**About this task:** For each record below, output its text exactly and skip any picture.

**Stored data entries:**
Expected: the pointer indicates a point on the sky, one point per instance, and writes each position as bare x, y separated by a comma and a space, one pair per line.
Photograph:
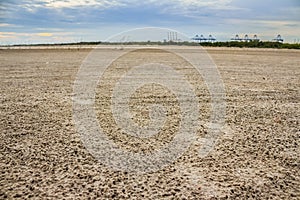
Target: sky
56, 21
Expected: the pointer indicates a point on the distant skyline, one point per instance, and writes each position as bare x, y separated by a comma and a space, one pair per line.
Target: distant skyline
56, 21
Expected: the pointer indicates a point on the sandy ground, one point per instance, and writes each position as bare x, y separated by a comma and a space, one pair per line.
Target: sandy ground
257, 156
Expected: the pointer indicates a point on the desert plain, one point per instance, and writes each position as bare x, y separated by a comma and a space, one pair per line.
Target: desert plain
256, 156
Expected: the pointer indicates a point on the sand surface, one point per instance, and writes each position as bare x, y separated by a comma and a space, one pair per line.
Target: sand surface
257, 155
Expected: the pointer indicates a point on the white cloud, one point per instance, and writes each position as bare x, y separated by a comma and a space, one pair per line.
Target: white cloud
117, 3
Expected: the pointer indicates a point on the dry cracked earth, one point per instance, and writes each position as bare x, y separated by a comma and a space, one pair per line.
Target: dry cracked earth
256, 157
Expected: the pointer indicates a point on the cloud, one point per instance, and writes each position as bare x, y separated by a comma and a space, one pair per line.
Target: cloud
4, 25
44, 34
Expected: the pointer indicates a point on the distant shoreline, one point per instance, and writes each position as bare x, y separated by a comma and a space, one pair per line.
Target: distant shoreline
254, 44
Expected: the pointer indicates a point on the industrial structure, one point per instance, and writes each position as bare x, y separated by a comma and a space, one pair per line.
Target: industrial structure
278, 38
201, 38
245, 38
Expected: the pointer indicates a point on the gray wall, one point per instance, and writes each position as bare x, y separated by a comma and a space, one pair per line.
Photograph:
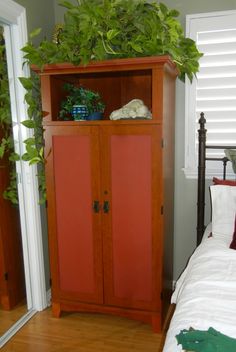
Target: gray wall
43, 14
40, 14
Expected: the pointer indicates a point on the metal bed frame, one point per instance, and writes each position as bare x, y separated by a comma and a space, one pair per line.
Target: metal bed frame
202, 173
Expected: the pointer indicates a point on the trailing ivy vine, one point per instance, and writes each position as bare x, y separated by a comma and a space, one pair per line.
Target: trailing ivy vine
101, 30
6, 141
34, 145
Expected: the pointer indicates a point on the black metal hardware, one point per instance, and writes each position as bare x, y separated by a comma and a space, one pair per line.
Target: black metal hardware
96, 206
106, 206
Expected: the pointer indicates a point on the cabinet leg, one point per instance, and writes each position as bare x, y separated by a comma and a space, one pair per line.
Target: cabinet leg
56, 310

**Solved exercise:**
Expected: the pointer indicates a point on the sky, one point per instance, and writes each position as bare x, y separated by a comma and a space, one pair per line.
Photograph:
Target: sky
56, 21
Expected: the pointer indicates a point on the distant skyline, one point per instance, and writes each position as bare x, y separated by a comma and a space, one pair per line.
Target: distant skyline
56, 21
Expected: the pointer indicates a point on the sandy ground, one point per instance, and writes each position as bare x, y separated by a comma and a space, one pair per line.
Target: sandy ground
257, 156
Expected: the pointer indicates a point on the desert plain, one point per instance, and writes each position as bare x, y separated by a comma and a space, one pair per line.
Target: desert plain
256, 156
Expected: the pointer indicates a point on the sand surface, one point per instance, and writes each position as bare x, y separated by a comma and a space, one pair per line.
Target: sand surface
257, 155
Expected: the pointer indicates a point on the white cloud, one point per instance, and writes each position as bare x, y separated by a comma and a space, one pair per line.
Target: white cloud
117, 3
Expected: the pointer indicates a point on the dry cracked earth, one point per instance, and writes each position as bare x, y separated by a comma and a space, one pair per line.
Target: dry cracked earth
256, 157
Expected: the pointer indicates a point on the cloud, one point per instance, and writes each position as bare x, y separated by a comma and a space, one pair per line.
Target: cloud
4, 25
44, 34
Expected: the pointer indicates a point on the distant shoreline, one point per instance, and writes each position as bare x, y separated by a comma and a space, one pair per line.
Target: distant shoreline
254, 44
Expected: the pointer indicates a point on the industrial structure, one point per instance, and writes each position as bare x, y separated by a comma and a space, one pair per line.
Target: industrial structure
278, 38
201, 38
245, 38
Expected: the pointer indicates a point on the gray wall, one point per instance, and writes each position as bare x, y separated by a comma and a space, one pair per line.
Photograph:
Target: gray wall
43, 14
40, 14
Expected: the pointer indicates a point on the metal bed frame, one point per instance, and writes each position as bare x, y separated by a comma and a space, one pair per line.
Target: metal bed frame
202, 173
Expected: the pointer indicates a point on the trailing ivy vine, one point per instance, and writes each position as bare x, y separated by a comma and a space, one pair per line.
Target: trailing ivy vine
101, 30
6, 141
34, 145
Expected: the pointer indicates a point on the black metal hardware, one point per instance, and writes each position as bare x, y separated by a comma and a space, one pair per line.
Target: black metal hardware
96, 206
106, 206
Expected: the pointer indicates a point on the cabinet leg, one point per instance, and writes each position as bare x, y separated by a comma and a space, one pair per line.
Target: cabinet leg
56, 310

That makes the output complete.